**Brief:** In the records below, find the line containing "of the reflection"; copy exactly that line and all lines after it to the end, and nothing else.

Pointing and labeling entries
☆ ☆ ☆ ☆ ☆
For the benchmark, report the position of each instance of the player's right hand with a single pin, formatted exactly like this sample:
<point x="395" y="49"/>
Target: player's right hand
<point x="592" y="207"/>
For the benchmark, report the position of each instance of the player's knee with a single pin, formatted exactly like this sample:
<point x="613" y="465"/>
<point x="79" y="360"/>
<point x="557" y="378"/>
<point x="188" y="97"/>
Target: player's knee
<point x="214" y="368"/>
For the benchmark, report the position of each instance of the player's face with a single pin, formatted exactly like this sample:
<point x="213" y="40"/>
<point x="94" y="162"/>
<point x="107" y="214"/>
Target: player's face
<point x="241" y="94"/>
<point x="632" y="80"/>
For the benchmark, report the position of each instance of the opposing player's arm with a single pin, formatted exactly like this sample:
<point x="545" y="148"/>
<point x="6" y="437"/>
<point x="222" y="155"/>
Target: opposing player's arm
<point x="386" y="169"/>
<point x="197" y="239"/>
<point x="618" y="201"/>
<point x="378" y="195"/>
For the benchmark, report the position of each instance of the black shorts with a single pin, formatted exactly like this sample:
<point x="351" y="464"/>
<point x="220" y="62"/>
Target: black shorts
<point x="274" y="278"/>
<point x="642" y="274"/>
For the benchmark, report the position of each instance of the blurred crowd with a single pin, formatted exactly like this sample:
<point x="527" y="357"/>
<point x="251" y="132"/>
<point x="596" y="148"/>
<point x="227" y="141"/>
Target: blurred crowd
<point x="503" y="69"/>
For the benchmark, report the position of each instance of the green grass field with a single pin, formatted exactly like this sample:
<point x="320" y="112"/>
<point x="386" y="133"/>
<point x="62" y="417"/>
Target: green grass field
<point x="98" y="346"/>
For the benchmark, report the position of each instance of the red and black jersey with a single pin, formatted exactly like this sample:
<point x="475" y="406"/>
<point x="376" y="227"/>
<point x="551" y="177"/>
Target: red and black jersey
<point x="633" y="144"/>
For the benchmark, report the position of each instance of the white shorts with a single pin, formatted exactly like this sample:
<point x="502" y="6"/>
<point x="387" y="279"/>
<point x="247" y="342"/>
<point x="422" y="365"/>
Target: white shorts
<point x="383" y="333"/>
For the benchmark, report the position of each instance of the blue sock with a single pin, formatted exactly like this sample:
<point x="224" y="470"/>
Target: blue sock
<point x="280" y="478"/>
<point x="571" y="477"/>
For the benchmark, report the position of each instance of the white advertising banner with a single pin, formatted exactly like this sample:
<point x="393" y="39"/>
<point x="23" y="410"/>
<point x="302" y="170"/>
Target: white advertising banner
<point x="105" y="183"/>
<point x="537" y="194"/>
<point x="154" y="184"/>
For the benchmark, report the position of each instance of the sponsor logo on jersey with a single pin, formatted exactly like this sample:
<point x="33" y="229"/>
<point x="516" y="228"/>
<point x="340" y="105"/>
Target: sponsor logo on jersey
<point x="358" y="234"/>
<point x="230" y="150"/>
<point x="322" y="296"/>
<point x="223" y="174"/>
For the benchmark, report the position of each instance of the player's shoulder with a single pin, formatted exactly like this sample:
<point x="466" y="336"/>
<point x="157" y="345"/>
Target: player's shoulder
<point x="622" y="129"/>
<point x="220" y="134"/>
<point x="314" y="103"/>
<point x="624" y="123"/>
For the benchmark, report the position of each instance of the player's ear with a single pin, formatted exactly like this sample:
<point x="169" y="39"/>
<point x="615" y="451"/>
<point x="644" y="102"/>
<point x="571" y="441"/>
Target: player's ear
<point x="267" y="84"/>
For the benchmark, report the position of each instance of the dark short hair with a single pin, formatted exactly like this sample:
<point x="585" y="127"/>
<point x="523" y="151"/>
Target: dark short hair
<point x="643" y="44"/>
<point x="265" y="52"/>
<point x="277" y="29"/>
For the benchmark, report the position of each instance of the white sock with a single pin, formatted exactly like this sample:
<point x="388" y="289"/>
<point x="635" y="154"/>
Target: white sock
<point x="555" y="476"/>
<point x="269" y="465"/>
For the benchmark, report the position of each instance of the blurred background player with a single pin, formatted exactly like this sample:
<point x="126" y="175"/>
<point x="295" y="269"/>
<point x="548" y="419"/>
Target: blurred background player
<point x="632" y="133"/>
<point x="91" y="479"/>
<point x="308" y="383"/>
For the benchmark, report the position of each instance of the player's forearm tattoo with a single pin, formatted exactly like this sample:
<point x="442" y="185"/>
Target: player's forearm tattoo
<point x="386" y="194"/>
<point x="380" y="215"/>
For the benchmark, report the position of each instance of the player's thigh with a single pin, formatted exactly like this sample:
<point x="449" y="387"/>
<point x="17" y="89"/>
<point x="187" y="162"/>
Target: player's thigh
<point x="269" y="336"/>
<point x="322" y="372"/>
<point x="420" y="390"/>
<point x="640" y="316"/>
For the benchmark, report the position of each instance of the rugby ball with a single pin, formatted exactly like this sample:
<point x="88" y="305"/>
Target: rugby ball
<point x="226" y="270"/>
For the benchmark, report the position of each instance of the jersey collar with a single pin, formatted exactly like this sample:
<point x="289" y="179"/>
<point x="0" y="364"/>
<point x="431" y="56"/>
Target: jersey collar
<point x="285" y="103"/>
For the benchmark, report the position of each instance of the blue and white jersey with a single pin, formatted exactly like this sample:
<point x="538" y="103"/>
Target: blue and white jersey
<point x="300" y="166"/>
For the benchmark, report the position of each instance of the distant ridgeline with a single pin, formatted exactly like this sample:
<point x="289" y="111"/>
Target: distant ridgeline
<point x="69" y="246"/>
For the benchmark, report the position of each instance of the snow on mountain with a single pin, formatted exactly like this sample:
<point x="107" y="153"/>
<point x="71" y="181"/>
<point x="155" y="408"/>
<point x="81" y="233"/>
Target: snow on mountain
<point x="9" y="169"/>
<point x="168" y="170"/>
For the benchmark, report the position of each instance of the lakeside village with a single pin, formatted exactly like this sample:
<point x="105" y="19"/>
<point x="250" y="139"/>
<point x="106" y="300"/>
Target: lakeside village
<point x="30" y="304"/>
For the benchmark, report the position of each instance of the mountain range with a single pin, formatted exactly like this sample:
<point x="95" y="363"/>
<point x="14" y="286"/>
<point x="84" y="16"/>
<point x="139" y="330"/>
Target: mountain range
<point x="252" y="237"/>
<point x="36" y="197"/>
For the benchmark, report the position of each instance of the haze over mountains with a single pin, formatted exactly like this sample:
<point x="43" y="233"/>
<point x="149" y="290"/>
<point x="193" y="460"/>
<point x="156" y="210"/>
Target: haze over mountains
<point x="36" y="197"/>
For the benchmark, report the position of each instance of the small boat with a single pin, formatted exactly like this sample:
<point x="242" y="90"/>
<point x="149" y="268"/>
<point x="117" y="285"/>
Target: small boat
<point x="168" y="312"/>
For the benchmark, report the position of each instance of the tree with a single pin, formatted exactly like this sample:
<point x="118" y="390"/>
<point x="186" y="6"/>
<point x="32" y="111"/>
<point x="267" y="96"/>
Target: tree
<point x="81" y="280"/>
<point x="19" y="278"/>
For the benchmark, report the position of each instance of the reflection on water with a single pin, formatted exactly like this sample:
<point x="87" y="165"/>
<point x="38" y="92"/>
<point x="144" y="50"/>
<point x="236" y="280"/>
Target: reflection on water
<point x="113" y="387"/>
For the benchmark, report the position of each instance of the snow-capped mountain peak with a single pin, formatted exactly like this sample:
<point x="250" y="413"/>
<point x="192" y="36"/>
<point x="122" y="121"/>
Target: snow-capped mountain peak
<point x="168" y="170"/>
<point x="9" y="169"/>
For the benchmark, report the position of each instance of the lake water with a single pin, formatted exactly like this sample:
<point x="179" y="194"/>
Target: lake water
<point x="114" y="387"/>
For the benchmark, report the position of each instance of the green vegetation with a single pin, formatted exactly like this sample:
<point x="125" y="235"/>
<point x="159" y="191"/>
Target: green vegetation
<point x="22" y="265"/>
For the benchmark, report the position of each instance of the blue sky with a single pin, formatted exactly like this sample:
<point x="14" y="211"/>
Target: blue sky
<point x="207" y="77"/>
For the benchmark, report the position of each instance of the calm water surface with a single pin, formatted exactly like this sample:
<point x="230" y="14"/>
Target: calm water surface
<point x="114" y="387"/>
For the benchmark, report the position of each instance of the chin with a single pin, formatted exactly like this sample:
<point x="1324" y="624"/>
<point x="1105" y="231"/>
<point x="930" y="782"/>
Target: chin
☆ ☆ ☆ ☆ ☆
**Solution:**
For the benchmark, report the position of each instance of the reflection on water with a single pin, formatted exactly like this sample:
<point x="87" y="165"/>
<point x="38" y="92"/>
<point x="144" y="50"/>
<point x="236" y="280"/>
Target: reflection on water
<point x="113" y="387"/>
For the benchmark, report the position of each instance of the snow-capped mountain peak with a single pin, formatted exactly like this sample:
<point x="250" y="413"/>
<point x="192" y="36"/>
<point x="122" y="121"/>
Target: snow-capped mountain peak
<point x="168" y="170"/>
<point x="9" y="169"/>
For the benchmark, report the position of each instance of the lake water with a single pin, formatted exactly like this sample:
<point x="179" y="194"/>
Target: lake water
<point x="114" y="387"/>
For the benchmark, report the position of each instance of the green vegetation with a single pin, formatted exactly like this sample:
<point x="125" y="235"/>
<point x="159" y="191"/>
Target: green vegetation
<point x="22" y="265"/>
For the benchmark, report the position of each instance of the blue sky with a single pin, formatted exactly like this sample:
<point x="14" y="211"/>
Target: blue sky
<point x="207" y="77"/>
For the benchmark, report the position of each instance of the calm water surface with a single pin, formatted exactly like this sample:
<point x="230" y="14"/>
Target: calm water surface
<point x="114" y="387"/>
For the benchmark, report the position of each instance of the chin with a single pin, formatted exactly like this sample:
<point x="1324" y="624"/>
<point x="1105" y="231"/>
<point x="930" y="782"/>
Target: chin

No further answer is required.